**GIVEN TASK A:** In the listing, from the first line up to and including the line with "55L82 59L89 60L91", swap "navy blue" for "dark blue" and change nothing else. Return only those lines.

**PAGE EXTRACT:**
[start]

Observation of Collective Photoswitching in Free-Standing TATA-Based Azobenzenes on Au(111).

Light-induced transitions between the trans and cis isomer of triazatriangulenium-based azobenzene derivatives on Au(111) surfaces were observed directly by scanning tunneling microscopy, allowing atomic-scale studies of the photoisomerization kinetics. Although the azobenzene units in these adlayers are free-standing and spaced at uniform distances of 1.26 nm, their photoswitching depends on the isomeric state of the surrounding molecules and, specifically, is accelerated by neighboring cis isomers. These collective effects are supported by ab initio calculations indicating that the electronic excitation preferably localizes on the n-π* state of trans isomers with neighboring cis azobenzenes.

The development of photocontrolled surfaces consisting of highly ordered molecular switches is an important step towards integrating machine‐like functions in solid‐state devices and thus has received much interest. Self‐assembled monolayers (SAMs) of azobenzene and its derivatives have been intensely investigated for this purpose.1, 2, 3, 4 Switching between the trans and cis states of adsorbed azobenzene derivatives were not only identified by various spectroscopic methods but also at the nanoscale using scanning probe microscopy.5, 6, 7, 8, 9, 10, 11 While in densely packed aliphatic azobenzene, SAMs switching is prevented;12 densely packed aromatic azobenzene SAMs exhibited reversible, collective photoswitching.7, 13, 14, 15 The latter is surprising and was attributed largely to steric effects, caused by the rigidity of the molecule and stabilization of the cis isomer by intermolecular interactions.7, 16, 17 Furthermore, excitonic coupling was proposed to lead to cooperativity in diluted aliphatic azobenzene SAMs.18

Herein, we report on collective photoswitching in adlayers of freestanding well‐separated azobenzene derivatives, bound to Au(111) surfaces via a triazatriangulenium (TATA) platform (Figure 1 a). In the employed molecule, ((E)‐12c‐ [(4‐4‐[(4‐methoxyphenyl)diazenyl]phenyl‐2,6,7‐trioxabicyclo[2.2.2]octane‐1‐yl)ethynyl]‐4,8,12‐tri‐n‐octyl‐4,8,12‐triazatriangulene (compound 1), the azobenzene switch is linked to the TATA platform via an isolating trioxabicyclo [2.2.2] unit.

[end]

**DATA FOR THIS EXERCISE:**

[start]

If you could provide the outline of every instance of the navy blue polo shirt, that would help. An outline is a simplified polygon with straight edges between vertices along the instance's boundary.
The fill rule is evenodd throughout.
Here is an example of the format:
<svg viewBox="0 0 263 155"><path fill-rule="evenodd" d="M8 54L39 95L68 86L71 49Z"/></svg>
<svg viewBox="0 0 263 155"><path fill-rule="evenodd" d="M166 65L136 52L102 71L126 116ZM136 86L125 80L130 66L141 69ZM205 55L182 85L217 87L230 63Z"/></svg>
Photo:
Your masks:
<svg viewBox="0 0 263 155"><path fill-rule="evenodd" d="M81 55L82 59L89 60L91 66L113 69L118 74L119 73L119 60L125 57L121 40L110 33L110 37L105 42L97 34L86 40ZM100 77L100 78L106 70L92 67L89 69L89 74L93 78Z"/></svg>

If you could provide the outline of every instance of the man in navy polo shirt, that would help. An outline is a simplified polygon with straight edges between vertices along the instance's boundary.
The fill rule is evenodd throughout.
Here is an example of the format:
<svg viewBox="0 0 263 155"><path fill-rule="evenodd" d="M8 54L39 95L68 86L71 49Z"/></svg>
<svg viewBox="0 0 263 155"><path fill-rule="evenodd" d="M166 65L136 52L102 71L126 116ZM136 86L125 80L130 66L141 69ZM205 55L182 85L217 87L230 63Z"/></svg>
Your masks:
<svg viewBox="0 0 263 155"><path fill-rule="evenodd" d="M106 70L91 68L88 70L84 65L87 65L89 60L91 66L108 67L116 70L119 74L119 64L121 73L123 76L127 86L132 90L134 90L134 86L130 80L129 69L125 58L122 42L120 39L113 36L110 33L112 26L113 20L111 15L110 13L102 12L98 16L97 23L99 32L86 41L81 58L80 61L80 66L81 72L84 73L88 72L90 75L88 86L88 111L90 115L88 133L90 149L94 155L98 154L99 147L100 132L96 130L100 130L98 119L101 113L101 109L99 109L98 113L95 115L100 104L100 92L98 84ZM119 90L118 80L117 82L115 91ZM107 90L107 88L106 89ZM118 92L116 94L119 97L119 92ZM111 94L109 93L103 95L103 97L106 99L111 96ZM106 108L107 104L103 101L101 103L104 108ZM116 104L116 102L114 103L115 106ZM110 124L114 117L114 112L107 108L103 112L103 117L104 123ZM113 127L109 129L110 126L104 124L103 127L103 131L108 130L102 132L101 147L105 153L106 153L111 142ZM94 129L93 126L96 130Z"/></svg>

[end]

**GIVEN TASK B:** Translate this sentence from the text on azobenzene photoswitching into French: "The development of photocontrolled surfaces consisting of highly ordered molecular switches is an important step towards integrating machine‐like functions in solid‐state devices and thus has received much interest."

**EXERCISE SOLUTION A:**
If you could provide the outline of every instance of the dark blue polo shirt, that would help. An outline is a simplified polygon with straight edges between vertices along the instance's boundary.
The fill rule is evenodd throughout.
Here is an example of the format:
<svg viewBox="0 0 263 155"><path fill-rule="evenodd" d="M8 54L39 95L68 86L71 49Z"/></svg>
<svg viewBox="0 0 263 155"><path fill-rule="evenodd" d="M166 65L136 52L102 71L126 116ZM136 86L125 80L130 66L141 69ZM205 55L182 85L217 87L230 63Z"/></svg>
Photo:
Your masks:
<svg viewBox="0 0 263 155"><path fill-rule="evenodd" d="M81 55L82 59L89 60L91 66L113 69L118 74L119 73L119 60L125 57L121 40L110 33L110 37L105 42L97 34L86 40ZM100 77L100 78L106 70L92 67L89 69L89 74L93 78Z"/></svg>

**EXERCISE SOLUTION B:** Le développement de surfaces photocontrôlées constituées de commutateurs moléculaires hautement ordonnés est une étape importante vers l'intégration de fonctions de type machine dans des dispositifs à l'état solide et a donc suscité beaucoup d'intérêt.